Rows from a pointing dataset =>
^^^^^^^^^^^^^^^^
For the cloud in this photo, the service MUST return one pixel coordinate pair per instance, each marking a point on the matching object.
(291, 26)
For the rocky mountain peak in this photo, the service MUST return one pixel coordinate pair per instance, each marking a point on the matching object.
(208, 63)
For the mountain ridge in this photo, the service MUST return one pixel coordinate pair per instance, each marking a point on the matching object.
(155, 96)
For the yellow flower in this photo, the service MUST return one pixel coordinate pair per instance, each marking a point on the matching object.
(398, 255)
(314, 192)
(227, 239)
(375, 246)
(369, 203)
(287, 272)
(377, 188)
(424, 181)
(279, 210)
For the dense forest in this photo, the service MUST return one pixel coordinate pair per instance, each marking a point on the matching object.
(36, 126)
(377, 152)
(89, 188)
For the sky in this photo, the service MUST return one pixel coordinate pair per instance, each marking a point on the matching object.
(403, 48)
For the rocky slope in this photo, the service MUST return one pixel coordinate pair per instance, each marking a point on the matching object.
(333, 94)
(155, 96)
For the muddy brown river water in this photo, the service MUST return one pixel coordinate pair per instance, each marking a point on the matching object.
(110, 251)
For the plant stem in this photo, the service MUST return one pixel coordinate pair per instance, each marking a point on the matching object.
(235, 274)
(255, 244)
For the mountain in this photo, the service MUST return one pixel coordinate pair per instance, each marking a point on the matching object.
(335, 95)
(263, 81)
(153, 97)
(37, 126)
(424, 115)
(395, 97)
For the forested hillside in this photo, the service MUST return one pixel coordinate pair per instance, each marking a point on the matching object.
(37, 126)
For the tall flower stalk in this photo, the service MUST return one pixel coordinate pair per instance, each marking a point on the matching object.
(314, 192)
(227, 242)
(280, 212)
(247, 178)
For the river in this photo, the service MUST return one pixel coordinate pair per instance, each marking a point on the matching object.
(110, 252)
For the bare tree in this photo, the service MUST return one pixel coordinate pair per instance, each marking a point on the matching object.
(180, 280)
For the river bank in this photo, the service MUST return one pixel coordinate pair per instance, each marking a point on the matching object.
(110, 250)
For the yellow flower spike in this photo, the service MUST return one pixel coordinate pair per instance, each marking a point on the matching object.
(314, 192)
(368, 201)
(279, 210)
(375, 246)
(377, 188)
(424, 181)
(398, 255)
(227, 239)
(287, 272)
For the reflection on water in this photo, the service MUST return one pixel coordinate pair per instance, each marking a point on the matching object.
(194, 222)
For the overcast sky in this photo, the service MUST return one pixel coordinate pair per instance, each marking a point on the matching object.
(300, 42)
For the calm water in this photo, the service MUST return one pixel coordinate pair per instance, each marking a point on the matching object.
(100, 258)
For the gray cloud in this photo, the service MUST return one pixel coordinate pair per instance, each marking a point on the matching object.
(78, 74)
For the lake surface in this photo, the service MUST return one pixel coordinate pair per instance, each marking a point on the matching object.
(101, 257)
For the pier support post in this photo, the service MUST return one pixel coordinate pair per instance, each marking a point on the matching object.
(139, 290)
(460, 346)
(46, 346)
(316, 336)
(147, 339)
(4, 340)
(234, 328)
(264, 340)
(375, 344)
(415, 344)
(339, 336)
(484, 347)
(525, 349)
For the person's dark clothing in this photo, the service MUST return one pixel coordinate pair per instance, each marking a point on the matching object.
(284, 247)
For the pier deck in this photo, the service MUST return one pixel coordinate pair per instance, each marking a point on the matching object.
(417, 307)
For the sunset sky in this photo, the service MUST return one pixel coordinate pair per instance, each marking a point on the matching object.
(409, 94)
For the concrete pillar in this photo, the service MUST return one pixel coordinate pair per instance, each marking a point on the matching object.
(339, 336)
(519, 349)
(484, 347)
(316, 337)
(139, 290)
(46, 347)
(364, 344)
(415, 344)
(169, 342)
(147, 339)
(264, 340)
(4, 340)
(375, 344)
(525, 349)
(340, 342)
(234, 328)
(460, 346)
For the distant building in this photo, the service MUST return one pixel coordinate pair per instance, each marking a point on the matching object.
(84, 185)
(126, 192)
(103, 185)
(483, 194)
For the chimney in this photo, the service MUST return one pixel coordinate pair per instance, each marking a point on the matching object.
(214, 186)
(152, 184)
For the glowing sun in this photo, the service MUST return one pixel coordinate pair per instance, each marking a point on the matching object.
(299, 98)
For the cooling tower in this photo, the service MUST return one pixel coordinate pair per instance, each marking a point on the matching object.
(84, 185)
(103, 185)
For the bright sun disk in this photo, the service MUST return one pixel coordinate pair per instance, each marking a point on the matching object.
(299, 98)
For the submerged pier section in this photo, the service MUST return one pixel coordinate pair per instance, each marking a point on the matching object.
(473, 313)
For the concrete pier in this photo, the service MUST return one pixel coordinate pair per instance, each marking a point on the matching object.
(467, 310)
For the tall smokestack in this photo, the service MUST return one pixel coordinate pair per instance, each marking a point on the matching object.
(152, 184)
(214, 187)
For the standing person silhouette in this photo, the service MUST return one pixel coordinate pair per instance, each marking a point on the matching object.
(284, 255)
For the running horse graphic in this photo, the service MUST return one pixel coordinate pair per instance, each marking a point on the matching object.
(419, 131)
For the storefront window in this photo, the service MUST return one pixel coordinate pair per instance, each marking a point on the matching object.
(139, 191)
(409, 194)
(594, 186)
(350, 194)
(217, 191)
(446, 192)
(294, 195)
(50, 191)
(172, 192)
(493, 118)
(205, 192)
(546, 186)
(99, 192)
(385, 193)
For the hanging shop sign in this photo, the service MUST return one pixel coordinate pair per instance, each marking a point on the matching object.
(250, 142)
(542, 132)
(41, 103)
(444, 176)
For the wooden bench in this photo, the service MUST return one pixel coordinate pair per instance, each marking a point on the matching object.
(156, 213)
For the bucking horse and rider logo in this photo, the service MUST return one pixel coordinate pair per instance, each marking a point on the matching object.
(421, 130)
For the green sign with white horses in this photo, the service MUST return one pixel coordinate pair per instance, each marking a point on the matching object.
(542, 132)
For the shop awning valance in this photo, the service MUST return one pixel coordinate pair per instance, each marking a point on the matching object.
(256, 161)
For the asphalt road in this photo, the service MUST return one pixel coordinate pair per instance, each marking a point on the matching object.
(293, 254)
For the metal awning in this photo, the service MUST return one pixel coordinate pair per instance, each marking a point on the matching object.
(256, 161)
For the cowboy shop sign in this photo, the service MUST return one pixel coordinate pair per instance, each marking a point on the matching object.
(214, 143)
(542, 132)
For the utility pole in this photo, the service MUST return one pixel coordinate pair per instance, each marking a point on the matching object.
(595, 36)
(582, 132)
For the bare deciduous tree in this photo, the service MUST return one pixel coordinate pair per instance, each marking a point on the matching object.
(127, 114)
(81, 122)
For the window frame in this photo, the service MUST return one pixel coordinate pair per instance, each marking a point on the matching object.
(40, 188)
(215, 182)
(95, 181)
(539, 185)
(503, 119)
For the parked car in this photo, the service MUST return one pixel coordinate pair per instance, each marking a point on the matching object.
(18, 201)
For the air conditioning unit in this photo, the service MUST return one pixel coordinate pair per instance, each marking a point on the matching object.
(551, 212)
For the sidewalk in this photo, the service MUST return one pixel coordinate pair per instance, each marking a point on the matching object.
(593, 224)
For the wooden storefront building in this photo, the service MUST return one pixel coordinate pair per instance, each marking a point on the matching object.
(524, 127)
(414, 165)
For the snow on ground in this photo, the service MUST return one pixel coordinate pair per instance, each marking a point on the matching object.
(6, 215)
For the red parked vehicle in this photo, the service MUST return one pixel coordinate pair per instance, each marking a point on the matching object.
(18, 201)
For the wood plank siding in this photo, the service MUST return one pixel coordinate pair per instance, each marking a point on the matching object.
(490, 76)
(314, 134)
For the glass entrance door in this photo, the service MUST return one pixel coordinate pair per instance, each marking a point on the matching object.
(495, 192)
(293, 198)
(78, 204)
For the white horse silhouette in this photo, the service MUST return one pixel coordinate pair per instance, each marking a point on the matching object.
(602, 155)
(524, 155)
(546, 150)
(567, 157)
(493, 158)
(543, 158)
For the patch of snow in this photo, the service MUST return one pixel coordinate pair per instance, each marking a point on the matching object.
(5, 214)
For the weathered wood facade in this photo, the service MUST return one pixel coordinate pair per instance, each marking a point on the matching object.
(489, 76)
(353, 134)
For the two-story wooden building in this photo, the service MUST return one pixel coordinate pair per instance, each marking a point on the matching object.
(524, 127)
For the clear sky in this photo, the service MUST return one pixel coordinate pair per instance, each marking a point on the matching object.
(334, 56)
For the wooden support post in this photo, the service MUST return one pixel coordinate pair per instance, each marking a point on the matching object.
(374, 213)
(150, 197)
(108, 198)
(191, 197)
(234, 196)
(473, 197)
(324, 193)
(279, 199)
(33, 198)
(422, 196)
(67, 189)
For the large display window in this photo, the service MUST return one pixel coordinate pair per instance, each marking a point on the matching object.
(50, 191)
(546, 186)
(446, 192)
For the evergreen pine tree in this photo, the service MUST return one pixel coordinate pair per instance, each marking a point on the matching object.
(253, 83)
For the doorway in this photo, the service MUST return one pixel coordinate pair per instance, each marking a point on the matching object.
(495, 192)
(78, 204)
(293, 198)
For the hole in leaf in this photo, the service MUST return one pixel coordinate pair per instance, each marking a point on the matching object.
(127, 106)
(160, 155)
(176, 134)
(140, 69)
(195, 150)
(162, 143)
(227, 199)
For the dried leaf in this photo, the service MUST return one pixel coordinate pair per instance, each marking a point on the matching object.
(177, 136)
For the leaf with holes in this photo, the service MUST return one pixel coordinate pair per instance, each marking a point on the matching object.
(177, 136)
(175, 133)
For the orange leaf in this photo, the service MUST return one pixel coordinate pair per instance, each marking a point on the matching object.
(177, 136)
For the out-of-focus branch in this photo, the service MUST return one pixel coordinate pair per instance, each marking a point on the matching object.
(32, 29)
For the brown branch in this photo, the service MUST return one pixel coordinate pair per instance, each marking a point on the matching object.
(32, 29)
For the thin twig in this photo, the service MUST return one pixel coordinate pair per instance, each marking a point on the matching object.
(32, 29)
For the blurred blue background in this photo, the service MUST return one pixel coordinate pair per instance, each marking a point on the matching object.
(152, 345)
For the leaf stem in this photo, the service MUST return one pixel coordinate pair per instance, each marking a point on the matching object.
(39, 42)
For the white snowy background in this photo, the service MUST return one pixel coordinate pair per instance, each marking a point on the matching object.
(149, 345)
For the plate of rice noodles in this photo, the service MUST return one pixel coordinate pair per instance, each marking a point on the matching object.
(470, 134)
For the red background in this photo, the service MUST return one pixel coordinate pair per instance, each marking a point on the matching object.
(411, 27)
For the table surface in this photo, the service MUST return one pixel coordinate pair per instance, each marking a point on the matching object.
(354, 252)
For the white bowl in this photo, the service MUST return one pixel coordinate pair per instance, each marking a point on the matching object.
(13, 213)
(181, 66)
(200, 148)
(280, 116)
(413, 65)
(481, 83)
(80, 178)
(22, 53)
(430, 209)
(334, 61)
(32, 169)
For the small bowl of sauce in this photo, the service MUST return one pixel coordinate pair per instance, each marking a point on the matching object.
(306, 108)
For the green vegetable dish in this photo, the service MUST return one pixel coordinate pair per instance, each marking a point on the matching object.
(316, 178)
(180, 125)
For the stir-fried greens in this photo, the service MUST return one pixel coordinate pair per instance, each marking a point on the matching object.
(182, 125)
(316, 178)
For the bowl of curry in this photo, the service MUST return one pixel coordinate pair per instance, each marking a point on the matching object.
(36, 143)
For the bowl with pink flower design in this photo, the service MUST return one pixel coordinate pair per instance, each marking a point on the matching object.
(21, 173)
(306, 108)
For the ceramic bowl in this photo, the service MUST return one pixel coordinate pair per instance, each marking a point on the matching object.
^^^^^^^^^^^^^^^^
What you are asked to do =>
Extract, verbatim, the lines from the one containing "For the bowl of" through the last line of the listing above.

Task result =>
For the bowl of curry in this photo, the service MUST return one pixel coordinate pair per instance, each marking a point on the matching object.
(36, 143)
For the bowl with pink flower design in this photo, the service MUST return one pixel coordinate pair per instance, each marking a point on the matching object.
(21, 173)
(306, 108)
For the ceramic bowl in this photo, the service MUST return one pixel coordinate pair per instance, each marking a point on the matching object.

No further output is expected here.